- _WHAT IS EXPECTED_:
A verbatim copy of all the data is required; the pictures should not appear in it.

- _EXTRACTED DATA_:
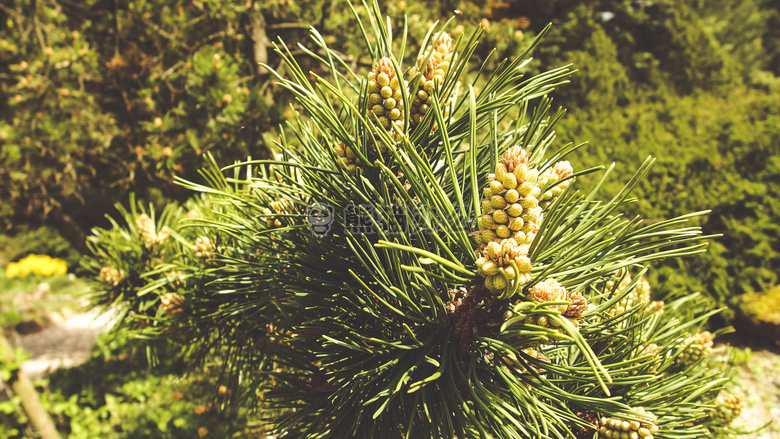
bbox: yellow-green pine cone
[521,207,543,245]
[193,236,215,260]
[136,213,162,248]
[368,57,404,146]
[710,391,744,426]
[99,267,123,286]
[675,331,714,367]
[410,32,454,128]
[160,293,185,318]
[476,238,532,294]
[473,145,550,290]
[474,145,543,246]
[538,160,574,207]
[599,407,659,439]
[334,142,360,173]
[605,270,652,317]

- _RESPONSE_:
bbox: yellow-green pine cone
[521,207,543,245]
[193,236,215,260]
[136,213,162,248]
[368,57,404,146]
[710,391,744,426]
[99,267,123,286]
[675,331,714,367]
[410,32,454,128]
[160,293,185,318]
[476,238,532,294]
[473,145,550,290]
[474,145,543,246]
[538,160,574,207]
[599,407,659,439]
[334,142,360,173]
[605,270,652,317]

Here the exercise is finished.